### Your instructions
Starting at the line below that contains "Q: Locate the docked", print each line through the end of the records exactly as it appears.

[Source data]
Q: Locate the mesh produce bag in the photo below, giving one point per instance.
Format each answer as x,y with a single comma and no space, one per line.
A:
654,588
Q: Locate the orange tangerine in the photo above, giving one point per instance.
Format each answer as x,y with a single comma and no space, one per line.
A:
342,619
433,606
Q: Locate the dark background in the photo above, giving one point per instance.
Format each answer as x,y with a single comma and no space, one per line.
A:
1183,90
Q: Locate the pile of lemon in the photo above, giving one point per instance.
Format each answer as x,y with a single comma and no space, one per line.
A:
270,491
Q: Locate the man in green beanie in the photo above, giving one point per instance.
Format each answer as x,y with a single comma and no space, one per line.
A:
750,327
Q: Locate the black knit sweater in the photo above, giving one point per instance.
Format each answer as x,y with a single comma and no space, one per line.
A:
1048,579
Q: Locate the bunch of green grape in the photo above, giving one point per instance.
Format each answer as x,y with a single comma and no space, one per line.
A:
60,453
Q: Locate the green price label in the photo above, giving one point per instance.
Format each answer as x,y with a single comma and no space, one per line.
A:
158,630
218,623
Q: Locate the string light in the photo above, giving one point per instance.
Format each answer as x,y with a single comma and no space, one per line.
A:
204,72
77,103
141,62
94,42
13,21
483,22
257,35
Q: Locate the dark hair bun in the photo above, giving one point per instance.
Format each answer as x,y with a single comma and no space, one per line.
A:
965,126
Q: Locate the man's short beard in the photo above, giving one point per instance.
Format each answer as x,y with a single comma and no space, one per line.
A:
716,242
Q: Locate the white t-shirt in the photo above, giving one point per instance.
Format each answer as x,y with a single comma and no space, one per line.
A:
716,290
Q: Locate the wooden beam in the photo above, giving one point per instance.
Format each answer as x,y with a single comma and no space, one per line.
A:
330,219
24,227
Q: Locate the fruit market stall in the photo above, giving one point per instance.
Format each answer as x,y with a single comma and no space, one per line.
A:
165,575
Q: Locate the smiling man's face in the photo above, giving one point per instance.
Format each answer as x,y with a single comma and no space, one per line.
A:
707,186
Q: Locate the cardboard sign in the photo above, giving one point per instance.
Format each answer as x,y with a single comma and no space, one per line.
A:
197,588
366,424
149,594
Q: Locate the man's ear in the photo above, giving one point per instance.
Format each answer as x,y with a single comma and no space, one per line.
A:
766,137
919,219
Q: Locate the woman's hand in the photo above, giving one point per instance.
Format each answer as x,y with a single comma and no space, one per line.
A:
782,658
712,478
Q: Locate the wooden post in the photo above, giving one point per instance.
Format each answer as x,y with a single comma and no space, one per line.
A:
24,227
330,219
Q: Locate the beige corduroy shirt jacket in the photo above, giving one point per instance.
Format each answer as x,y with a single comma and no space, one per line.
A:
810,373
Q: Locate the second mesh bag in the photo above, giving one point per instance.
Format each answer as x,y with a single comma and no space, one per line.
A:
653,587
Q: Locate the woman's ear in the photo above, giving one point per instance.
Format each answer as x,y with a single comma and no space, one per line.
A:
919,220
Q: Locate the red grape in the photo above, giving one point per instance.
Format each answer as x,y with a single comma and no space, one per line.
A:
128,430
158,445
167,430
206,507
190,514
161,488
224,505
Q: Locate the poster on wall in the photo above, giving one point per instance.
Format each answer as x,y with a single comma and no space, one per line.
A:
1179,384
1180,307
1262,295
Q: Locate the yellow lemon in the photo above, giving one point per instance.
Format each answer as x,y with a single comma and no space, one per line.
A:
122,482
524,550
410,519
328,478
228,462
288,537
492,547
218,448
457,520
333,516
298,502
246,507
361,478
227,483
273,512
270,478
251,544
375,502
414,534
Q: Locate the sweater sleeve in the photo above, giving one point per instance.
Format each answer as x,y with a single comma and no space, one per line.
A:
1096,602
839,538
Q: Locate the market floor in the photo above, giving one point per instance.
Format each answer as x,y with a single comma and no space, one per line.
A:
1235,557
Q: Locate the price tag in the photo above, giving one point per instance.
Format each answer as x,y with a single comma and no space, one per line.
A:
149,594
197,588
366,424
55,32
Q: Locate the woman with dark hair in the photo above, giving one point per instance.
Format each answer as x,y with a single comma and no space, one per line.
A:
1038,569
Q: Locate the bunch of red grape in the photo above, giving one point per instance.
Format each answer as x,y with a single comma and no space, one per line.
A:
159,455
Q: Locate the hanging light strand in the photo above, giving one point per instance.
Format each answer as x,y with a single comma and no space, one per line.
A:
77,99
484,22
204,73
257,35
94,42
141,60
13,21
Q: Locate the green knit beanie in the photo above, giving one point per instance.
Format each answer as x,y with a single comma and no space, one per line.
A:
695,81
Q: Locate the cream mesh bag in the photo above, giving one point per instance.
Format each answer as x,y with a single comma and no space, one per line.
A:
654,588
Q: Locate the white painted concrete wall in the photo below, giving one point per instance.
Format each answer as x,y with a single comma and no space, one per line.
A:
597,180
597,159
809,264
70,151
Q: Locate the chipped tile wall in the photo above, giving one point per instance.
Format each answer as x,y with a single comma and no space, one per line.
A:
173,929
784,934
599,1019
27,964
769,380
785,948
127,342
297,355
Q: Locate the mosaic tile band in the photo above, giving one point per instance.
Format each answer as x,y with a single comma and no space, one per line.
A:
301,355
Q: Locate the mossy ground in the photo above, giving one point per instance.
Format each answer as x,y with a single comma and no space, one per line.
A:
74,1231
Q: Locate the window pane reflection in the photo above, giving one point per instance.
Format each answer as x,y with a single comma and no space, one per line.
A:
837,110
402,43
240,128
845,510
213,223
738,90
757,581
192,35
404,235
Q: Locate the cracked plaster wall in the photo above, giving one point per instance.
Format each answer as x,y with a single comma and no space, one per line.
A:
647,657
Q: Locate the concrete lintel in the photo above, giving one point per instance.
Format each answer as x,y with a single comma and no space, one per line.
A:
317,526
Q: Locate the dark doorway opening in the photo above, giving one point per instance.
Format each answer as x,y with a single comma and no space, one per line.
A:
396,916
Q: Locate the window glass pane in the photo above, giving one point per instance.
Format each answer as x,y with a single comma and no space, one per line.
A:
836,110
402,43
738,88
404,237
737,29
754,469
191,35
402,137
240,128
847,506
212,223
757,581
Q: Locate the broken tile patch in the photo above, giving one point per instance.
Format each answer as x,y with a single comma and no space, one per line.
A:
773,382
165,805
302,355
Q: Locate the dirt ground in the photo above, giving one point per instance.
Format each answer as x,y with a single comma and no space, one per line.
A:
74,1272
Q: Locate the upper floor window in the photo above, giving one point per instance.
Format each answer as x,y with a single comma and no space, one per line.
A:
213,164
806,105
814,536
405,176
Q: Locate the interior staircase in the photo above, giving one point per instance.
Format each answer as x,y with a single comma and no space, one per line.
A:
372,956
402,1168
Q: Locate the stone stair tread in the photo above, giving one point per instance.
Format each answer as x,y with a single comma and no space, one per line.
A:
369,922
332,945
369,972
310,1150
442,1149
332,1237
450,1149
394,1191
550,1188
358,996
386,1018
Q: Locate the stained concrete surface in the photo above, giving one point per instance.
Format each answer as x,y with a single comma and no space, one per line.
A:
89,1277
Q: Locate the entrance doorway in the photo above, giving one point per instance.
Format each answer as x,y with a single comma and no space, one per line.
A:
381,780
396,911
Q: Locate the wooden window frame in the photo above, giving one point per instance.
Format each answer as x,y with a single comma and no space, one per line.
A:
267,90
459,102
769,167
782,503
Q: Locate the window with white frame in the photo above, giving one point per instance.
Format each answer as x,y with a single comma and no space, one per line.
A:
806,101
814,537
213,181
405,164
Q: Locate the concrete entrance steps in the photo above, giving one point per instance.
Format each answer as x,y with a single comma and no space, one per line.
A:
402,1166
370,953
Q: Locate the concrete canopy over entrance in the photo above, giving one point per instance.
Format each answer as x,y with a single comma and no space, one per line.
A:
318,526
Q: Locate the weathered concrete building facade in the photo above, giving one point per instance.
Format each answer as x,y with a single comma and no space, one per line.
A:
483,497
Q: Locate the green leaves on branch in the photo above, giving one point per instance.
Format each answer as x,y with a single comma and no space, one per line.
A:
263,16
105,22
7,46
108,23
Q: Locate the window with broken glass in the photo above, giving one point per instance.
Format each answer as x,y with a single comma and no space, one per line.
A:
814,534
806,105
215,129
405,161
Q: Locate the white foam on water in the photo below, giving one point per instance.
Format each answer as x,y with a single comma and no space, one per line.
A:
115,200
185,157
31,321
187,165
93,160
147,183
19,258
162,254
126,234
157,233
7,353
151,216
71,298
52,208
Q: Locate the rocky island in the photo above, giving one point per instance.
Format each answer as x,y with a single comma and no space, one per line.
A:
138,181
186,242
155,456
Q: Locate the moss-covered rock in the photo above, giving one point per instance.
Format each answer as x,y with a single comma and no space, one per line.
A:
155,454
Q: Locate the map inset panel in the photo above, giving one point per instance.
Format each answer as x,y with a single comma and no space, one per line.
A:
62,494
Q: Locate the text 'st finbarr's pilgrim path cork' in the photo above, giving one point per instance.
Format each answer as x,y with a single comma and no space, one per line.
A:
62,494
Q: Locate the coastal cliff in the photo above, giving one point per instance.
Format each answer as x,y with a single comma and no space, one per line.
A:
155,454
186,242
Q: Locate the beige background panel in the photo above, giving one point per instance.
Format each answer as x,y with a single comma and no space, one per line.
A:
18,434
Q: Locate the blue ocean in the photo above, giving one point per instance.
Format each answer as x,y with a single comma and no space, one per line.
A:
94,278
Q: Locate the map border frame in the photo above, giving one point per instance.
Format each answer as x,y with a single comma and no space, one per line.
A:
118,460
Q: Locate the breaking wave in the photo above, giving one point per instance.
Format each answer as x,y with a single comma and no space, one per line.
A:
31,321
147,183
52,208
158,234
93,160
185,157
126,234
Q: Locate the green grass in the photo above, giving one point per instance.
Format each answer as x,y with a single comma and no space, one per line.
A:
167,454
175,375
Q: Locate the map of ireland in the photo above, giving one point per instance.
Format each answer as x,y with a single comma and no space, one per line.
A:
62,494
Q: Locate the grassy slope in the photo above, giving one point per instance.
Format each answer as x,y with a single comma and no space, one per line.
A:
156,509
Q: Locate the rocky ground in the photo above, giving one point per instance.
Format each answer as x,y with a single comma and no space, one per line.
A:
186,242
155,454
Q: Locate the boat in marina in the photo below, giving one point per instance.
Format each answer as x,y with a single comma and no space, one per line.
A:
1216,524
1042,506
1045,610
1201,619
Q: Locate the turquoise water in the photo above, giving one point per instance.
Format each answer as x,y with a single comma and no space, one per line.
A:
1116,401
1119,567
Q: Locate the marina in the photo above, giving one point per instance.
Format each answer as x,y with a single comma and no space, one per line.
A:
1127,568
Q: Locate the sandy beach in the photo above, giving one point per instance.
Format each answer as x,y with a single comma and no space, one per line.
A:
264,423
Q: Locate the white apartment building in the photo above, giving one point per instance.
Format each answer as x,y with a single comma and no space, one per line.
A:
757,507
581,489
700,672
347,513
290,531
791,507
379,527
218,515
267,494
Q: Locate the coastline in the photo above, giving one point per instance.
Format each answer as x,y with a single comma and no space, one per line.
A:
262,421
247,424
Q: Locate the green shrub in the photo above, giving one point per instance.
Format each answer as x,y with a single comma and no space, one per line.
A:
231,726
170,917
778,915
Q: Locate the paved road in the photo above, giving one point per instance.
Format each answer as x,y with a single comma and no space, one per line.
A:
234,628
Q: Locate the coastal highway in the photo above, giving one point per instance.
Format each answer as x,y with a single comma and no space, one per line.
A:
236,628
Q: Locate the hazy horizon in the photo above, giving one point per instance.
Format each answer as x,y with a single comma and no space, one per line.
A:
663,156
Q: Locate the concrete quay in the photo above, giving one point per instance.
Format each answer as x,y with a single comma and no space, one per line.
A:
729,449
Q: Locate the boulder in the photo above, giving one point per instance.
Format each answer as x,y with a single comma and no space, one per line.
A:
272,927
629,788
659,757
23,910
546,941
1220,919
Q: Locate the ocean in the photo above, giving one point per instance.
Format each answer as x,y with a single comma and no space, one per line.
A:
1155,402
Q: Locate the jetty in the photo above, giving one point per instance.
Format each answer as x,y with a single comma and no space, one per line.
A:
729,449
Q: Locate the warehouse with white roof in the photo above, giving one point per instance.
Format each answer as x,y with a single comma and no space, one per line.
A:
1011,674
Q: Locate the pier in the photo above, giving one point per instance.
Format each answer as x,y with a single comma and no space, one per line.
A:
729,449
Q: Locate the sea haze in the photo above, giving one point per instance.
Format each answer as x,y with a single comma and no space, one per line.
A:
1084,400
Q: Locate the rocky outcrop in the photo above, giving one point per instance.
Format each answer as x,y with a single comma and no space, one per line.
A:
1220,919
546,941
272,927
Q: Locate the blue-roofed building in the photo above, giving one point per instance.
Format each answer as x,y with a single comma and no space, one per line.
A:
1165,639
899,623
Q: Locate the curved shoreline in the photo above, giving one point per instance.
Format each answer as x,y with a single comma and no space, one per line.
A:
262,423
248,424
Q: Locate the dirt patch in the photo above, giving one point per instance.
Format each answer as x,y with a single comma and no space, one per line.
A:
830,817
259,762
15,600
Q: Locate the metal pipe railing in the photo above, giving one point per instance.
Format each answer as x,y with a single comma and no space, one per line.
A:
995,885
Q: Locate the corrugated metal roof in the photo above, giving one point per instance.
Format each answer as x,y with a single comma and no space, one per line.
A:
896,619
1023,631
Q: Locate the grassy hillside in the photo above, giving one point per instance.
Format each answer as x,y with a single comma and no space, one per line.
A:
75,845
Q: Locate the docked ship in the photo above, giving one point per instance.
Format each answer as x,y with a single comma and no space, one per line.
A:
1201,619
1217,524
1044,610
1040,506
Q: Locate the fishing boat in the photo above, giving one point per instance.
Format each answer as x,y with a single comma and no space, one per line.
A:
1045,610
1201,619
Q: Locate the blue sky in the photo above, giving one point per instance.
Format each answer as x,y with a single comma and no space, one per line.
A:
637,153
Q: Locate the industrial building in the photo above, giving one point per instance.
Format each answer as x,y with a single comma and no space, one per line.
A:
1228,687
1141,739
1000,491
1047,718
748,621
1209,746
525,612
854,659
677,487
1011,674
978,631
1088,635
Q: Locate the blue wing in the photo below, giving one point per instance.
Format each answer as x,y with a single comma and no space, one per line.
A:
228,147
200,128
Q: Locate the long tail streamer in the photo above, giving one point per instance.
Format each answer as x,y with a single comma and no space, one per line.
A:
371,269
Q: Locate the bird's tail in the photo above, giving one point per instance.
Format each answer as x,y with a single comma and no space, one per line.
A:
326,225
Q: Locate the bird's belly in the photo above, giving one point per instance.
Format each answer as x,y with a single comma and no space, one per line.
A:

### Solution to this problem
Q: Locate the docked ship in the photo above, giving one point per instance.
Format each answer as x,y with a single comma and no space, one per line.
A:
1201,619
1217,524
1044,610
1040,506
Q: Locate the fishing boat in the photo above, giving one point per instance.
Format each answer as x,y with a single comma and no space, one per line.
A:
1045,610
1201,619
Q: Locate the blue sky in the photo above, giving one point per instance.
Format each answer as x,y with a single comma and no space, one per line.
A:
637,153
Q: Locate the industrial building in the photo above, giving one point per instance.
Format each answer as x,y with a single comma and no space, one per line.
A:
1228,687
1141,739
1000,491
1047,718
748,621
1209,746
525,612
854,659
677,487
1011,674
978,631
1088,635
Q: Locate the blue wing in the photo below, giving one point per instance.
Format each answer as x,y with a single comma and no space, one per line.
A:
228,147
200,128
Q: Locate the long tail streamer in the photo above, giving one point per instance.
Format each answer as x,y with a single comma and no space, one per line.
A:
371,269
Q: Locate the bird's tail in the photo above, giving one point per instance.
Format each answer as x,y with a single comma and no space, one per line.
A:
326,225
Q: Locate the bird's belly in the photo above, giving one point per instance.
Format each answer as x,y with a single comma and no space, one per line.
A:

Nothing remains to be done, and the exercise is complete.